## WRITTEN EXERCISE:
Carry on the blog post about writing Racket macros, picking up right after its final sentence.

## EXCERPTED PASSAGE:
------------------------

Macros in Racket, part three: checking boolean operators

2015-12-12 :: computer, lisp

I wanted to see if I could write a mildly complicated macro in Racket without becoming too confused. I can, although I am not sure it is terribly idiomatic.

This is the third part of a series on writing macros in Racket for someone used to Common Lisp, although it is mostly independent of the previous parts. The previous parts are part one & part two.

One of the nice things about Lisp-family languages is that you can write your own control constructs, and it’s essentially easy to do so: if when did not exist then you could write it:

(define-syntax-rule (when test form ...)
  (and test
       (begin form ...)))

This kind of extensibility is one of the wonders of Lisp and Scheme: it’s tempting to say that it makes them better than programming languages which can’t do this but that’s not correct: it makes them incomparable to such languages: Lisp¹ programs can reason about themselves and often do². Everything about Lisp really leads to this ability.

When I taught (Common) Lisp to people one of the things I would try to get across was this ability of macros to extend the control constructs in the language: people often thought of macros as a way of essentially inlining code³, but that’s not what they’re actually good for. If you can add control constructs to your language, then you can make a new language, and that’s what Lisp macros are about, and therefore what Lisp is about.

------------------------

## EXTRACTED MATERIAL:
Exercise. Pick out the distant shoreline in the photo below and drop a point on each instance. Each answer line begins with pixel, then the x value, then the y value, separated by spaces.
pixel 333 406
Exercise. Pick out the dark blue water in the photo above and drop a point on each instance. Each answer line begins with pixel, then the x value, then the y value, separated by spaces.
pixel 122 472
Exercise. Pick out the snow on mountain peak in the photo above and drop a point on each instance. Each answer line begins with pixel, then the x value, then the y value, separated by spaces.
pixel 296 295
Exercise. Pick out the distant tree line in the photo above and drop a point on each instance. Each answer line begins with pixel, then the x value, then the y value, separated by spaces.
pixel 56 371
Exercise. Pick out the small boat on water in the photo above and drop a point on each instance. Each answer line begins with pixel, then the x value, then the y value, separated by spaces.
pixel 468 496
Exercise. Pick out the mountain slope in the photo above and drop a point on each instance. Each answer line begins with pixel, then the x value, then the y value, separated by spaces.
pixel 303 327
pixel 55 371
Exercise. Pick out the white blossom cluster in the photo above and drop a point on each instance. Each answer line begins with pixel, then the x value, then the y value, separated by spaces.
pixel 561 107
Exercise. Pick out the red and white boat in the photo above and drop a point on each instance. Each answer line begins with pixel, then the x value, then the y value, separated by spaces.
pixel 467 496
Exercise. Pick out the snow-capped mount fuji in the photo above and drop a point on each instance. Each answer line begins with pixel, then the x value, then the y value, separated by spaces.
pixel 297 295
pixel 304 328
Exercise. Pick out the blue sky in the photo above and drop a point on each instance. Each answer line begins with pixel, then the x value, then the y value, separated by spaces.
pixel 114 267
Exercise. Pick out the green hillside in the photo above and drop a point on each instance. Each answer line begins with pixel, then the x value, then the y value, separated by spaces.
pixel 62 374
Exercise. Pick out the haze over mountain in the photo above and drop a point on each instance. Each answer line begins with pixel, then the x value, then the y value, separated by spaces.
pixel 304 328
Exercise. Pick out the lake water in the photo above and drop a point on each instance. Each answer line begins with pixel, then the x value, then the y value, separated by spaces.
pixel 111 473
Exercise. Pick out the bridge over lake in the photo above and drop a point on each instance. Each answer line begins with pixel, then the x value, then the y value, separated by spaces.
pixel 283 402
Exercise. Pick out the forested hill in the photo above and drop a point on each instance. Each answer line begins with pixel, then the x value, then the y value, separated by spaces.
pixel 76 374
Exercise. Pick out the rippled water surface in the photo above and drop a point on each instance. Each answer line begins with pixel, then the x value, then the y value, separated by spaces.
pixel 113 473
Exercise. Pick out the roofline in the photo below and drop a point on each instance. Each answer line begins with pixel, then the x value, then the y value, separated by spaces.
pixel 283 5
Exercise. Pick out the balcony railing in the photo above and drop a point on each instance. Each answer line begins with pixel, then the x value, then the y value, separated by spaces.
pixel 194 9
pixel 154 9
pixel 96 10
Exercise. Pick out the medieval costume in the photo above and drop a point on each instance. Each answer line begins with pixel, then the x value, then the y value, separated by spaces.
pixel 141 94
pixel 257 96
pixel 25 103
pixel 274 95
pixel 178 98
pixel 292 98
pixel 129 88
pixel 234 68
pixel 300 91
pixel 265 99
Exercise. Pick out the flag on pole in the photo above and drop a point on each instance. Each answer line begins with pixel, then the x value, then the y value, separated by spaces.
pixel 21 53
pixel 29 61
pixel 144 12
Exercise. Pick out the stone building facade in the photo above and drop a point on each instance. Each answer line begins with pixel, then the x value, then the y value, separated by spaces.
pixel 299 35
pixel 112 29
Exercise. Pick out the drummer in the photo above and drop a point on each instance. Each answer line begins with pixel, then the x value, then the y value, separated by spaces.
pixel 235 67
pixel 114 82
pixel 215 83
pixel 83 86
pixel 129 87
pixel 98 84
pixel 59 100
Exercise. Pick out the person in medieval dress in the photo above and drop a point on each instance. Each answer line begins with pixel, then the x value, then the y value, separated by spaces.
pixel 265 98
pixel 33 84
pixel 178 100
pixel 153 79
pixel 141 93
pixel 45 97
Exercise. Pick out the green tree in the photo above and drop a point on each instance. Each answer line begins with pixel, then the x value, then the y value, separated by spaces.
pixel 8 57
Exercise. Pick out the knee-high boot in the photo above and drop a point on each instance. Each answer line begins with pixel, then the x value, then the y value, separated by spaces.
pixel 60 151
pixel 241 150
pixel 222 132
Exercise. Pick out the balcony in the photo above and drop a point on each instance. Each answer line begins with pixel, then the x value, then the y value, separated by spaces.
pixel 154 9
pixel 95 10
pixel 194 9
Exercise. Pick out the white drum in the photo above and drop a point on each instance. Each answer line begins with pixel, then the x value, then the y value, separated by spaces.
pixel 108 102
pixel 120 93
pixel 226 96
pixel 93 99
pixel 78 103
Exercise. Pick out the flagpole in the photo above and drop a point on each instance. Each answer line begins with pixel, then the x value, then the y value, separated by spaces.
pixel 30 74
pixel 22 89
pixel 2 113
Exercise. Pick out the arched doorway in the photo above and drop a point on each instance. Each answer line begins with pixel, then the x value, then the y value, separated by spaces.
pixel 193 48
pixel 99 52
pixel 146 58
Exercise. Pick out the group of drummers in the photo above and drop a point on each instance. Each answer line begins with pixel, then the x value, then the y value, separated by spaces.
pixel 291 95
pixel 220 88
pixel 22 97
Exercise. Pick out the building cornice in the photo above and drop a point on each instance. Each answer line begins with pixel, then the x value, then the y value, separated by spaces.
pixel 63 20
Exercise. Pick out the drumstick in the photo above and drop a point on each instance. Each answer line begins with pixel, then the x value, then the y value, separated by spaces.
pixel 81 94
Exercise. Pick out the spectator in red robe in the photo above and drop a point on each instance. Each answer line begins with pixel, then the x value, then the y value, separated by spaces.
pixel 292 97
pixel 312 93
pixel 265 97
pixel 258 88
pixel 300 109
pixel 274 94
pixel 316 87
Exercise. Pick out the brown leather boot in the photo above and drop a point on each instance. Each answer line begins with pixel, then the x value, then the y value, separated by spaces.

------------------------

## EXPECTED ANSWER:
A good way to get this across to people is to pretend that Lisp doesn’t have some control construct, and write it as a macro. This is easier than inventing new control constructs both because it doesn’t require thinking of a domain where they might be useful and because the existing control constructs have clear semantics. Reimplementing existing control constructs also demonstrates how the language is already built up from a more primitive language by macros and how the approach to solving problems in Lisp is to design and implement a language in which to talk about the problem, where that language is seamlessly built on the underlying Lisp, and can inherit all of its power and flexibiliy, including the ability to extend the language.

An advantage of reimplementing existing control constructs for teaching Lisp is that you can compare the new construct to the existing one, and with some small constraints you can do this exhaustively, so you can know whether you have actually implemented it right. This is, obviously, not possible in general, but if the operator has trivial syntax (so not cond) and if you limit the arguments of the operator to booleans then you can enumerate all the possible arguments in the obvious way, and so long as it returns a result for all combinations of arguments (does not fail to halt in other words) and is deterministic then there are only two things you need to check:

does the operator produce the same result for all combinations of arguments (\(2^n\) possibilities for \(n\) arguments) as the existing one?
does the operator evaluate its arguments the same number of times as the existing one for all these combinations?

So, for instance, if takes three arguments (in Racket) and should evaluate the first exactly once, and the others at most once, as well as returning the correct value.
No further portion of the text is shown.